• **Task data**
---*---
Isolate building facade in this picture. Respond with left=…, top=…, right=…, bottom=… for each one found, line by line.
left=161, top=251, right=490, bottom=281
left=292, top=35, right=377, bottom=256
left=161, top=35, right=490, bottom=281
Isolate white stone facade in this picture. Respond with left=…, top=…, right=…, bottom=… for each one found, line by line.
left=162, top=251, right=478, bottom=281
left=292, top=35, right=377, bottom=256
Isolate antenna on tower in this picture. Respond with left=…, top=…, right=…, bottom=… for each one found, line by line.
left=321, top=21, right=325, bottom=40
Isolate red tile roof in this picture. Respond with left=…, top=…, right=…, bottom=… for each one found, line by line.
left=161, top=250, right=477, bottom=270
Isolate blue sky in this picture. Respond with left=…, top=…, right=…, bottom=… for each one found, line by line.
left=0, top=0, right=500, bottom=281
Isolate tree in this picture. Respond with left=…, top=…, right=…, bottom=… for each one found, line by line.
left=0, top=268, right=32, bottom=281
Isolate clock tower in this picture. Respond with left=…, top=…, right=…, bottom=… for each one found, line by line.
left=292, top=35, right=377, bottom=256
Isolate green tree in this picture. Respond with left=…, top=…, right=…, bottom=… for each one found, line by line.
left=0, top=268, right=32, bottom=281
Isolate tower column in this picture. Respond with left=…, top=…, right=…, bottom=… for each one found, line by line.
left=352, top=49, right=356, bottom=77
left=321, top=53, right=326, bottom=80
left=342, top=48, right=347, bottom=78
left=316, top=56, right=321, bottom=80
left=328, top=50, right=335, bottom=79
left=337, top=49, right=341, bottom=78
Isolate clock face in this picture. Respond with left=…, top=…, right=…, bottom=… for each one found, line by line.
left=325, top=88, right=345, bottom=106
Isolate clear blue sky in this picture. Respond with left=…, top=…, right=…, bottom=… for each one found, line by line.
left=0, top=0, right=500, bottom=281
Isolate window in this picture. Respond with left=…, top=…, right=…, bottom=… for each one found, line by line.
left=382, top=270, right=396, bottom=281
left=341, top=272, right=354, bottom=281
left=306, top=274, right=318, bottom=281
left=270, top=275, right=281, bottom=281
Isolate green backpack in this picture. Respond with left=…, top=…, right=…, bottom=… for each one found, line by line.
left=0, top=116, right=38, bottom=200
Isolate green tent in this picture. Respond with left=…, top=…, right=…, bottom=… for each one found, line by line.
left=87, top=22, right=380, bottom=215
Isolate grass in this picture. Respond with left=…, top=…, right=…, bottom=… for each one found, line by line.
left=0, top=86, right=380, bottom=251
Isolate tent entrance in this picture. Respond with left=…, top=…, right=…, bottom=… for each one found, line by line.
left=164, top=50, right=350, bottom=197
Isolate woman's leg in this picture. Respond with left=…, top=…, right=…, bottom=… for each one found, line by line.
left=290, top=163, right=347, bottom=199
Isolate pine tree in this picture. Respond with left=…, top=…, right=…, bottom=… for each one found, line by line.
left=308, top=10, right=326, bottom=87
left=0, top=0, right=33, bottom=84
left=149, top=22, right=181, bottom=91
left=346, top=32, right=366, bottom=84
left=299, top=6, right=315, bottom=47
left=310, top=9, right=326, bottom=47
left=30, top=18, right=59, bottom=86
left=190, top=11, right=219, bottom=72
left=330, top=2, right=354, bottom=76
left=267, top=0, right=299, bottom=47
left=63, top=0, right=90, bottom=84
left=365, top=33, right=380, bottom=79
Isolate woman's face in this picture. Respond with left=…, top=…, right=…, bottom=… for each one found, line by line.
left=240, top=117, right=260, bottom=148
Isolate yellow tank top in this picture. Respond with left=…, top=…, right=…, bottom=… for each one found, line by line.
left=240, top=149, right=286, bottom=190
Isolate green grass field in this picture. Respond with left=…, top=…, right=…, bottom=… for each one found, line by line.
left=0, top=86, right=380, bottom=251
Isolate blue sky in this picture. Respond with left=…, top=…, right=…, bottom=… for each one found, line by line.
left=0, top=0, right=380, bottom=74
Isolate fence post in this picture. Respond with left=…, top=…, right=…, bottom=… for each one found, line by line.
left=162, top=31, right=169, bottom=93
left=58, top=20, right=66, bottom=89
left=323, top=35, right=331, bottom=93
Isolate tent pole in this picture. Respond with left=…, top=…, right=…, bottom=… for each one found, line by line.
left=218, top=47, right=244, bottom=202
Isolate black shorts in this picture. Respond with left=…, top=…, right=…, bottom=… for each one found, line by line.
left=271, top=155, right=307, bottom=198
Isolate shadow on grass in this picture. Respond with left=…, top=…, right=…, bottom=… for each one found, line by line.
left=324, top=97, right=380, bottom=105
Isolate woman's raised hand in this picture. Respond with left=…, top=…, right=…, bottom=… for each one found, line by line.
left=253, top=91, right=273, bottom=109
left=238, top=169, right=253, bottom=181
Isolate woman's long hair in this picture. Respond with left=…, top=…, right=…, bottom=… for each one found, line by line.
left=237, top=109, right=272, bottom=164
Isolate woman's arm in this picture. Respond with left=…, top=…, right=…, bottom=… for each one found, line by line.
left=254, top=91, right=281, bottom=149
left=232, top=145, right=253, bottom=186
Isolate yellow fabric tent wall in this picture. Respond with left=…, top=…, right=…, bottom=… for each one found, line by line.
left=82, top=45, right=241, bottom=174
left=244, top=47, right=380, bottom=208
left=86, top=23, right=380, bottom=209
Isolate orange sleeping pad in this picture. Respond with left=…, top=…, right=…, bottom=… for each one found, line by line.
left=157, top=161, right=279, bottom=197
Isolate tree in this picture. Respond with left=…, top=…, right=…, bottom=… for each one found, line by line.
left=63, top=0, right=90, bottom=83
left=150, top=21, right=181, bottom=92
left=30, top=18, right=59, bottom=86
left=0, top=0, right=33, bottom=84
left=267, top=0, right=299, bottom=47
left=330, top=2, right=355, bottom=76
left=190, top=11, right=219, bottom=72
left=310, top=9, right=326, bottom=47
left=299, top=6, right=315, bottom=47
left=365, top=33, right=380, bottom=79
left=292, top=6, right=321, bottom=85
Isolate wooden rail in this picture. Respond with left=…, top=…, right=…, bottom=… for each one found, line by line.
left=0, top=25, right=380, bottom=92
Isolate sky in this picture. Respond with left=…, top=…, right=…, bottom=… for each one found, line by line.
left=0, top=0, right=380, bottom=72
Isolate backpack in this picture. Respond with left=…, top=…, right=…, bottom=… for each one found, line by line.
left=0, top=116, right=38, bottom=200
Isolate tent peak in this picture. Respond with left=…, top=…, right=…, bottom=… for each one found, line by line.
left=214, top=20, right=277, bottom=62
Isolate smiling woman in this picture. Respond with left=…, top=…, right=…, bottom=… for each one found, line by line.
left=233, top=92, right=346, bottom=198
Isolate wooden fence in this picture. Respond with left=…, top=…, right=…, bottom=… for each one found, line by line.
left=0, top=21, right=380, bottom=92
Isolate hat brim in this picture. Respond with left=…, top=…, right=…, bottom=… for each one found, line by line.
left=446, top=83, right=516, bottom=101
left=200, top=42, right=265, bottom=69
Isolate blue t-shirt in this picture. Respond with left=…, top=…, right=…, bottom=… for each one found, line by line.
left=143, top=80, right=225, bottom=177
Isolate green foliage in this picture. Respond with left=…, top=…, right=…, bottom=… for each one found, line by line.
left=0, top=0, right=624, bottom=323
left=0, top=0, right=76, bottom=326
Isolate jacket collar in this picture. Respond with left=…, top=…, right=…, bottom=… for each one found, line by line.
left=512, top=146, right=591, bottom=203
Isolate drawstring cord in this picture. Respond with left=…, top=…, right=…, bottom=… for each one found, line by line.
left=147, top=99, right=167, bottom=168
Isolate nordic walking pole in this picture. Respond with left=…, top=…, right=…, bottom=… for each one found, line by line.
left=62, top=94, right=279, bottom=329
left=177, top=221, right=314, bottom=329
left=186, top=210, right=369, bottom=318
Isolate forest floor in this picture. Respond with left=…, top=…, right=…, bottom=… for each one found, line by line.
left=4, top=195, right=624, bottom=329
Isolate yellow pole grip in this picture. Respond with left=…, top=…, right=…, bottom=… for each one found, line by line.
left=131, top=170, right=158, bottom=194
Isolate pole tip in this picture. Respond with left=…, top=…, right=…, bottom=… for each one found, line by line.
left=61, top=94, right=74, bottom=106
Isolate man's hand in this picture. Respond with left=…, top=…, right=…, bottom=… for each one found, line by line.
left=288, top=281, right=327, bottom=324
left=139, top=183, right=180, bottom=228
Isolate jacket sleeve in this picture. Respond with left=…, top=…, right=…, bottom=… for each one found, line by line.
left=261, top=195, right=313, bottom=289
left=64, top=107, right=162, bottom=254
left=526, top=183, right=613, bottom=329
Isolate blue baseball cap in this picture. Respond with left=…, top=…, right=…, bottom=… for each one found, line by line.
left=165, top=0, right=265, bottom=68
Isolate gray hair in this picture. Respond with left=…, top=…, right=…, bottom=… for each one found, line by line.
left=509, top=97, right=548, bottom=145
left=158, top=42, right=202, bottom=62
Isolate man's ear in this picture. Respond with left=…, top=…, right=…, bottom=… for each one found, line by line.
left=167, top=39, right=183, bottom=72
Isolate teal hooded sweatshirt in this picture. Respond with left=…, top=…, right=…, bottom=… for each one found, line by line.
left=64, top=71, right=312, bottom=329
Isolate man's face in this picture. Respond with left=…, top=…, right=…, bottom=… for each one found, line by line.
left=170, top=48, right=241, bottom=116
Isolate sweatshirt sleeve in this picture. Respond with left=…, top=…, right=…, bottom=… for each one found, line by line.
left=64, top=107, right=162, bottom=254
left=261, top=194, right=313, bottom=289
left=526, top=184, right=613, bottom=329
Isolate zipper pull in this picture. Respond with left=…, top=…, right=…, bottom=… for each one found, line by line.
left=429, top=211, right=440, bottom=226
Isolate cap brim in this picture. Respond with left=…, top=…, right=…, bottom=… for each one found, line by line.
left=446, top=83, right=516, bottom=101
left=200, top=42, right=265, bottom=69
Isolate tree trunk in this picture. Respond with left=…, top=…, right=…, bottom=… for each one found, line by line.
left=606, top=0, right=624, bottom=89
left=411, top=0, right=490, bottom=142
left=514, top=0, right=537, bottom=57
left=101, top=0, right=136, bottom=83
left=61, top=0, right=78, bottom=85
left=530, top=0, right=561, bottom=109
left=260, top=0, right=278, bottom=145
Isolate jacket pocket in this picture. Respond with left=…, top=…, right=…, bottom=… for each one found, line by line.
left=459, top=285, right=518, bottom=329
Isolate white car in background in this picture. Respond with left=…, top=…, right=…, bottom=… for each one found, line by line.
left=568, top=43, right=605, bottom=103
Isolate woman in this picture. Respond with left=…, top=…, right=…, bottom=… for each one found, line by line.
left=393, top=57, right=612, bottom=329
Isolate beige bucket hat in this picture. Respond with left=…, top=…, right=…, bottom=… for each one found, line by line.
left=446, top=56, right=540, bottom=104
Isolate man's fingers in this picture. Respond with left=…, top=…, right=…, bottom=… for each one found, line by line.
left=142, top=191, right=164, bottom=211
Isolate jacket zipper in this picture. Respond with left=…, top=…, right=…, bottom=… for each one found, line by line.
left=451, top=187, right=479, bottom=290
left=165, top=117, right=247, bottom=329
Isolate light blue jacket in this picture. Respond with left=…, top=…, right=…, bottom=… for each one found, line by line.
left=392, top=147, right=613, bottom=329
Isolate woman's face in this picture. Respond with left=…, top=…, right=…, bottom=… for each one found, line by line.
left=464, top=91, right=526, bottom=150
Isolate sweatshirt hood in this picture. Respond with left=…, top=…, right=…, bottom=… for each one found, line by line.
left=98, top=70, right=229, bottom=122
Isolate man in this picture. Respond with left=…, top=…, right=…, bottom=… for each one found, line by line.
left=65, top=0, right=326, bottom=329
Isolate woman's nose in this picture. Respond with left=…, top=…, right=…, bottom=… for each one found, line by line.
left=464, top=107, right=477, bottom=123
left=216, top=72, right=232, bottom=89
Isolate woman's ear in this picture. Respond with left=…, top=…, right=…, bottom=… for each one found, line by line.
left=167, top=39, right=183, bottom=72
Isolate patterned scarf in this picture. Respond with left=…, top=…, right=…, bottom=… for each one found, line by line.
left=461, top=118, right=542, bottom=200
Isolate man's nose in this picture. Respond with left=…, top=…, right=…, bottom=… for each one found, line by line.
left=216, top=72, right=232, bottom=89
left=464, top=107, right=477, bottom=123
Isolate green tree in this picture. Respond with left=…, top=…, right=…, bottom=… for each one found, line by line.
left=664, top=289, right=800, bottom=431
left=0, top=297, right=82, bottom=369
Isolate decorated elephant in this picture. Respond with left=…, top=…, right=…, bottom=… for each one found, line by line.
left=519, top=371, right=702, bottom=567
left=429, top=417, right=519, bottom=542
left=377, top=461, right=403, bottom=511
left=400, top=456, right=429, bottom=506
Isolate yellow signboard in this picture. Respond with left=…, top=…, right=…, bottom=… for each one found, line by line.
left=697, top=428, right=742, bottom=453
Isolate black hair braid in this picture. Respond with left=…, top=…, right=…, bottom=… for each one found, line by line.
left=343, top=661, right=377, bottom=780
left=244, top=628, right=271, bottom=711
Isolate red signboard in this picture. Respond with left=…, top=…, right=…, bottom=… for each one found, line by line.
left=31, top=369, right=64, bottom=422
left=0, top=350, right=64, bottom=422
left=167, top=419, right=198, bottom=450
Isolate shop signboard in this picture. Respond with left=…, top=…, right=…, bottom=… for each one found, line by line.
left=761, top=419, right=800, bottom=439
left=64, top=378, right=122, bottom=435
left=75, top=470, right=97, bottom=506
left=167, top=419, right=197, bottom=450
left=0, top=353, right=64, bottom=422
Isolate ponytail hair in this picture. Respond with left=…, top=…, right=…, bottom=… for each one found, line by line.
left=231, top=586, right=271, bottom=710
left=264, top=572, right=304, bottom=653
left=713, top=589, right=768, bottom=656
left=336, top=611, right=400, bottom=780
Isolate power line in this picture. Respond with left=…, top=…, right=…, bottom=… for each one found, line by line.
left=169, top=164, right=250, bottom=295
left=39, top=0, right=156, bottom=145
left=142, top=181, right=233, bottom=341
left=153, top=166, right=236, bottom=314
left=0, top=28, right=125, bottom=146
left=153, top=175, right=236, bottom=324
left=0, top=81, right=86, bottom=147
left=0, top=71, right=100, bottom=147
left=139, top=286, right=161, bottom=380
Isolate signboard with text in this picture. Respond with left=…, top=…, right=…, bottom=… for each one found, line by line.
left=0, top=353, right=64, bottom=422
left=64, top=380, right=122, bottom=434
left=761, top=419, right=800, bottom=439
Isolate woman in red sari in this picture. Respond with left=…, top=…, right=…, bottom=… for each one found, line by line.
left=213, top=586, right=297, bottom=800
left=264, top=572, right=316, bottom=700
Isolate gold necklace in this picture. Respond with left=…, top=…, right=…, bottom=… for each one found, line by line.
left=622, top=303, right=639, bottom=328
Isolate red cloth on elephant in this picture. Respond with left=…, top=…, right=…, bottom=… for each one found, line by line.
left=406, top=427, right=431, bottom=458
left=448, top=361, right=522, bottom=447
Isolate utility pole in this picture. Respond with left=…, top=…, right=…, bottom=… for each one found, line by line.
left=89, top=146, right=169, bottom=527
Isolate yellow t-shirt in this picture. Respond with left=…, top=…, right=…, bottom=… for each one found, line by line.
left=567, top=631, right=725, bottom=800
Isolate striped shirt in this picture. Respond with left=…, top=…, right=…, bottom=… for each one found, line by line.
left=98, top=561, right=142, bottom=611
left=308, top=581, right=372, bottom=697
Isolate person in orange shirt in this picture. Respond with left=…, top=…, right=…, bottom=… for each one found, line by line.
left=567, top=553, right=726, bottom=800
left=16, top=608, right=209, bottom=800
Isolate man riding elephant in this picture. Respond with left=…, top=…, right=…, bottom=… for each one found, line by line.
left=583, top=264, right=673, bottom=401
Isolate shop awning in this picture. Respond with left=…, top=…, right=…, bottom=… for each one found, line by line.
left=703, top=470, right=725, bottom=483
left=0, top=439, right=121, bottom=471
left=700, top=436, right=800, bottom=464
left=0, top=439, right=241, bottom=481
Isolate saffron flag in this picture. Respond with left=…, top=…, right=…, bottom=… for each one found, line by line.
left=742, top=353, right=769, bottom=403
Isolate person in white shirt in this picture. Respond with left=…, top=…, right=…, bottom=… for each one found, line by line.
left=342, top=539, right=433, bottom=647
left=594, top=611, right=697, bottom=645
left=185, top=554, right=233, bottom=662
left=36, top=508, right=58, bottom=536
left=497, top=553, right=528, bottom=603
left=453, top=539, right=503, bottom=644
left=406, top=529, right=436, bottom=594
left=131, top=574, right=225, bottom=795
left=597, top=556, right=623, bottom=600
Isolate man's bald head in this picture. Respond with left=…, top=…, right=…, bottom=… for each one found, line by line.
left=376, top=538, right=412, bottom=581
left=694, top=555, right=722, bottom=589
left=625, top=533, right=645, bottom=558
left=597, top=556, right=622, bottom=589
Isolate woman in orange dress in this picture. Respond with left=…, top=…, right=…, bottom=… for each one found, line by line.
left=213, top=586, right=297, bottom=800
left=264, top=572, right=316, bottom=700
---*---
• **Work to complete**
Leave out every line before the one containing "Isolate person in white"; set down that line and all remaining lines of the material exactly.

• **Completed exercise**
Isolate person in white shirt in this picture. Respond with left=…, top=…, right=…, bottom=… for each one found, line by line.
left=342, top=539, right=433, bottom=647
left=594, top=611, right=697, bottom=645
left=185, top=554, right=233, bottom=662
left=36, top=508, right=58, bottom=536
left=497, top=553, right=528, bottom=603
left=453, top=539, right=503, bottom=644
left=406, top=529, right=436, bottom=594
left=131, top=574, right=225, bottom=795
left=597, top=556, right=623, bottom=600
Isolate man's bald head in this picture. Respond with left=…, top=…, right=…, bottom=… for each one found, line by line.
left=376, top=538, right=412, bottom=581
left=694, top=555, right=722, bottom=589
left=625, top=533, right=645, bottom=558
left=597, top=556, right=622, bottom=589
Isolate woman in orange dress in this picture. Respond with left=…, top=…, right=…, bottom=… for each one found, line by line.
left=213, top=586, right=297, bottom=800
left=264, top=572, right=316, bottom=700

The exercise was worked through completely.